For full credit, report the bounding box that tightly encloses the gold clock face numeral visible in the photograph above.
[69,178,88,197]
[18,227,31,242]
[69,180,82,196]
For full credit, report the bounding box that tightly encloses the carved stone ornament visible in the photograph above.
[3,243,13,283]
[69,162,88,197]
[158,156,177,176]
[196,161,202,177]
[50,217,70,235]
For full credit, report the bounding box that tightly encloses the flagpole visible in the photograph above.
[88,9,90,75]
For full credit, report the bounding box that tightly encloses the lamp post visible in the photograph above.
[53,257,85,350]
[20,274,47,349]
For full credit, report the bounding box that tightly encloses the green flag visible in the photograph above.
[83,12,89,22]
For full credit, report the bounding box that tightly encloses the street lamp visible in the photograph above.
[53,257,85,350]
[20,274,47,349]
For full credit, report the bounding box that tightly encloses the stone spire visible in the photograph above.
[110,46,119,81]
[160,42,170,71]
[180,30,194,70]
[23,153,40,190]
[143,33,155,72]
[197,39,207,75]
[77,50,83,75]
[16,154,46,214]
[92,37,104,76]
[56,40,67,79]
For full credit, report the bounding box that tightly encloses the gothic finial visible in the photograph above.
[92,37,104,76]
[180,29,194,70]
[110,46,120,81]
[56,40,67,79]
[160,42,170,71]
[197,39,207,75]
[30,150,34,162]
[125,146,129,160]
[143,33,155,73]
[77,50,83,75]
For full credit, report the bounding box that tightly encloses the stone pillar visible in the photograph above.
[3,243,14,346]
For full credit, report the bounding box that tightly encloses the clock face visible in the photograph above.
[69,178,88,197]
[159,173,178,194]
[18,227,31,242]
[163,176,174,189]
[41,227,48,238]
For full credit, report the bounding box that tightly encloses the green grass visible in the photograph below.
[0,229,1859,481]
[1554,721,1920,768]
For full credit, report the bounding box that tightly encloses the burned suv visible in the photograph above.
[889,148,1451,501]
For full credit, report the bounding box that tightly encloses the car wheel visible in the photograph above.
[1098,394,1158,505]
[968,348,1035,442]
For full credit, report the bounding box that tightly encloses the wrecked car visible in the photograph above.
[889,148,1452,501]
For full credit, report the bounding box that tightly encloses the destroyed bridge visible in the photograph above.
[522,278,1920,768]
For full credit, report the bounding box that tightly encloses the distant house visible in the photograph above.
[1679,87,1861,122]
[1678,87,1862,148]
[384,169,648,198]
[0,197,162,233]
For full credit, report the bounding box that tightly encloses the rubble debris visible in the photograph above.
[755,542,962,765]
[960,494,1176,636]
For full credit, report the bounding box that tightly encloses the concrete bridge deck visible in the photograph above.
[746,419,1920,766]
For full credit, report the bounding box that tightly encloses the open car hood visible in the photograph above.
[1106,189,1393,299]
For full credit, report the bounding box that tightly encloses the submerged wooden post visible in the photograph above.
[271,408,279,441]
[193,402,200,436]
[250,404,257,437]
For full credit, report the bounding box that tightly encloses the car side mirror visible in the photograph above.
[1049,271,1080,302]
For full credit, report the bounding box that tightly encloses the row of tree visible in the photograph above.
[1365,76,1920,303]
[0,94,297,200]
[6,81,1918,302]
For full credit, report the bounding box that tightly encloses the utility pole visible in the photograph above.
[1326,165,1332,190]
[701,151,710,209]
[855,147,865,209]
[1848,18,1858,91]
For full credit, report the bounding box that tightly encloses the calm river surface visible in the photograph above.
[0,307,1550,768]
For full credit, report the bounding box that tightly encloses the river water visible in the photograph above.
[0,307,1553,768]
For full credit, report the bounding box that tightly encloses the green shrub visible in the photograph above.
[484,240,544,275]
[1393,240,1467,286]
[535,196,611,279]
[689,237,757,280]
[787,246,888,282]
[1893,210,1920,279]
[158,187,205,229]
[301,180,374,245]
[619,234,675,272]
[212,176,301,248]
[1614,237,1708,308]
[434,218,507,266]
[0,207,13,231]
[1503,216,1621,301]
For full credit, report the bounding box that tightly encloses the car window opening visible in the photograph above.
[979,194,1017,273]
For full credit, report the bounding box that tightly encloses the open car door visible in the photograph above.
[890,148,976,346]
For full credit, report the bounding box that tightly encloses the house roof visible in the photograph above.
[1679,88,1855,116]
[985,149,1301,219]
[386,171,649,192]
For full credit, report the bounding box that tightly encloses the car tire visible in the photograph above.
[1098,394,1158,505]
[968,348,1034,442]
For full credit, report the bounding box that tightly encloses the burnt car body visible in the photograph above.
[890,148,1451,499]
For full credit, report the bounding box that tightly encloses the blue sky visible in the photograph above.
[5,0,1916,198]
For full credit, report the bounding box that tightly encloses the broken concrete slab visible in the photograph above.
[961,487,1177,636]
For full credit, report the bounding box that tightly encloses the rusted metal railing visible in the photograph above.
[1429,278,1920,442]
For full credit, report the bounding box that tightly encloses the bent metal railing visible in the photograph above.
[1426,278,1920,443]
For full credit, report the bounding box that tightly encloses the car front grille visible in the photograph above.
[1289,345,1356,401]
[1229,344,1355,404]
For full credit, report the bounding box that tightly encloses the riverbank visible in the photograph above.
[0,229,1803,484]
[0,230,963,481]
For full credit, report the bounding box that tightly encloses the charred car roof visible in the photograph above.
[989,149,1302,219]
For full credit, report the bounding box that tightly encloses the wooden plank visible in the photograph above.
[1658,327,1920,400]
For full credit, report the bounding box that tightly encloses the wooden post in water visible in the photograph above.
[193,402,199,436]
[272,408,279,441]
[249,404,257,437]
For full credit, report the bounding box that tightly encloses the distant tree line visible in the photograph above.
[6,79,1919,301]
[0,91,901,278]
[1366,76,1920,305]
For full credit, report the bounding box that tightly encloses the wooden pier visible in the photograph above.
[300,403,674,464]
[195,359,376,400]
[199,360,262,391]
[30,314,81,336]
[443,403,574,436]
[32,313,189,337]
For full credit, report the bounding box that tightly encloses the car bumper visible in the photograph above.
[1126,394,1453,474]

▶ **Task prompt**
Copy each record from above exactly, and include every line.

▶ **The completed task**
For full credit, report the bounding box that tightly encloses the gold clock face numeral visible in the photograph above.
[69,178,88,197]
[18,227,31,242]
[69,180,82,196]
For full credit, report the bounding box that tightly encloses the carved stone ornament visible in the photograph above.
[3,243,13,283]
[69,162,88,197]
[158,156,177,176]
[196,161,202,177]
[50,217,70,235]
For full credit, report the bounding box that tightly encloses the flagpole visible in the photograph above.
[88,9,90,75]
For full credit, report the bounding box that tightly encloses the lamp post visible in the photograph above.
[53,257,85,350]
[20,274,47,349]
For full credit, report the bounding box that tightly encloses the green flag visible in the photograph above.
[83,12,89,22]
For full credit, report the bounding box that tightly encloses the street lamp visible in the photograph above.
[53,257,85,350]
[20,274,47,349]
For full credit, report the bounding box that tightly encloses the stone spire visible in the photograph above.
[110,46,119,81]
[160,42,170,71]
[180,30,194,70]
[23,153,40,190]
[143,33,155,72]
[197,39,207,75]
[77,50,83,75]
[16,154,46,214]
[92,37,104,76]
[56,40,67,79]
For full credit, report the bounding box that tightly encloses the gothic finial visible in the photograph above.
[92,37,104,76]
[180,29,194,70]
[110,46,120,81]
[56,40,67,79]
[160,42,170,71]
[197,39,207,75]
[30,150,34,162]
[125,146,129,160]
[143,33,155,73]
[77,50,83,75]
For full credit, report the bounding box that tightly encloses the stone pillar visible in the photograph above.
[3,243,14,346]
For full credit, report the bounding box that tightly encloses the clock face visible in the photograph above.
[69,178,88,197]
[159,173,178,194]
[18,227,31,242]
[163,176,174,189]
[41,227,48,238]
For full credit, report the bounding box that tightly encloses the green grass visible in the photograph below.
[0,229,1859,481]
[1554,721,1920,768]
For full credit, report the bounding box that tightly encloses the burned suv visible in the photograph above.
[889,148,1451,501]
For full credit, report the bounding box that tightly encloses the car wheel visible in the photograph above.
[1098,394,1158,505]
[968,348,1035,442]
For full credit, report the bounding box that tightly encloses the wrecked car visible in the photograph above.
[889,148,1452,501]
For full credit, report the bounding box that tightly encloses the destroyed bridge visible in the photograph above.
[522,278,1920,768]
For full credit, report the bounding box that tightly encloses the distant house visible in the photograph above.
[1679,87,1861,122]
[1678,87,1862,148]
[384,169,648,198]
[0,197,162,233]
For full credit, report the bounding box that tightly encloses the rubble debris visible in the photograph above.
[755,542,962,765]
[960,494,1176,636]
For full credit, report the bounding box that tightly encloses the concrete bridge deck visible in the photograph above.
[746,419,1920,766]
For full credit, report the bounding box that tightly encloses the open car hood visible in the photograph above.
[1106,189,1393,299]
For full credit, report the bounding box that tightly encloses the submerged wooden post visible in the photograph above.
[271,408,279,441]
[193,402,200,436]
[250,404,257,437]
For full credit, report the bounding box that tightly encloses the car side mirror visible in the photograph above.
[1049,271,1080,302]
For full credit, report the bounding box that tightly encloses the row of tree visible in the photograph above.
[1365,76,1920,303]
[0,94,297,200]
[6,81,1918,302]
For full credit, report the bounding box that tightly encloses the utility pole visible in the photograph above.
[1326,165,1332,190]
[701,151,710,209]
[855,147,865,209]
[1848,18,1858,91]
For full credit, report the bounding box that tightly encloses the calm river surface visible in the photograph above.
[0,307,1550,768]
For full credit, report the bounding box that tightly encloses the river water visible in the photograph above.
[0,307,1553,768]
For full credit, report the bounding box that tightly encloses the green shrub visible in the photograph above.
[484,240,544,275]
[1393,240,1467,286]
[535,196,611,279]
[689,237,757,280]
[787,246,888,282]
[1893,210,1920,279]
[158,187,205,229]
[301,180,374,245]
[619,234,675,272]
[212,176,301,248]
[1614,237,1708,308]
[434,218,507,266]
[0,207,13,231]
[1503,216,1621,301]
For full credit, report the bounding box that tightly encloses the car window opening visible in the photograph above.
[979,194,1017,273]
For full credit, report the bounding box that tightly encloses the open car door visible in the photograph above.
[890,148,976,346]
For full credit, report the bounding box that tightly encloses the house roof visible in the photograph above.
[1679,88,1855,116]
[985,149,1301,219]
[386,171,649,192]
For full credit, report the bounding box that tightly encloses the car tire visible in the photograph above.
[1098,394,1158,505]
[968,348,1034,442]
For full credit, report the bounding box that tightly encloses the burnt car body visible in the photograph above.
[890,148,1451,499]
For full credit, report the bounding box that tightly encloses the blue sky visible in the photograph above.
[5,0,1916,198]
For full credit, report the bounding box that tightly encloses the broken concrete slab visible in the photograph above.
[961,487,1177,636]
For full credit, report the bounding box that tightly encloses the rusted metal railing visible in the photograph above.
[1429,278,1920,442]
For full credit, report the bounding box that tightly encloses the bent metal railing visible in the photograph above.
[1426,278,1920,443]
For full credit, report the bounding box that tightly encloses the car front grille visible in the photograph above.
[1289,345,1356,401]
[1229,344,1355,404]
For full credit, report the bounding box that tightly encloses the riverbank visible in the photograph above.
[0,229,1803,484]
[0,230,963,481]
For full credit, report the bounding box that tightly encloses the charred car roof visible in the photograph above.
[989,149,1302,219]
For full credit, report the bounding box that tightly encloses the wooden plank visible in the photograph above.
[1658,327,1920,400]
For full credit, report the bounding box that tightly encloses the wooden post in water visible in the photograph above.
[193,402,199,436]
[272,408,279,441]
[249,404,257,437]
For full credit, report the bounding box that tightly encloses the distant tree line visible in the photograph above.
[6,79,1919,301]
[0,91,901,278]
[1366,76,1920,305]
For full credit, report the bounding box that tightly encloses the wooden pier visible in the photograph above.
[300,403,674,464]
[195,359,376,400]
[199,360,262,391]
[30,314,81,336]
[443,403,574,436]
[32,313,189,337]
For full credit, report the bounding box that tightly encloses the car bumper visible in the photograph above.
[1126,394,1453,474]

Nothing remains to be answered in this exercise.